### WHAT IS REQUIRED:
Copy word for word, please, the lines of the entries below running from the one containing "Point to the bride" to the one containing "Point to the blurred", both ends included.

### TASK INPUT:
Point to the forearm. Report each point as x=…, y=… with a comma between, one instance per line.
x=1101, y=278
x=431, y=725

==

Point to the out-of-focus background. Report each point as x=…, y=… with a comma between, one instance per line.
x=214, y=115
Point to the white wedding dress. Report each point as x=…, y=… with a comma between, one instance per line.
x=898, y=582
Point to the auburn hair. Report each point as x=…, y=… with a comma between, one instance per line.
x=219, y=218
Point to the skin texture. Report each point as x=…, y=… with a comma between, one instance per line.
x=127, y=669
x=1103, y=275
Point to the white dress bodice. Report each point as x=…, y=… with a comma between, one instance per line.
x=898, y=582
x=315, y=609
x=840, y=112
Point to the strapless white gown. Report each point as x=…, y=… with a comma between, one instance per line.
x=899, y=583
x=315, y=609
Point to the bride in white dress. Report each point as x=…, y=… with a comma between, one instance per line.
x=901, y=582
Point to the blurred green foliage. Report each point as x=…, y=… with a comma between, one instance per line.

### PROBLEM SOLUTION:
Point to the bride in white dress. Report each point as x=…, y=… with a comma between, one instance per line.
x=901, y=582
Point to the blurred green foliage. Report each point as x=…, y=… with a comma between, one instance per line.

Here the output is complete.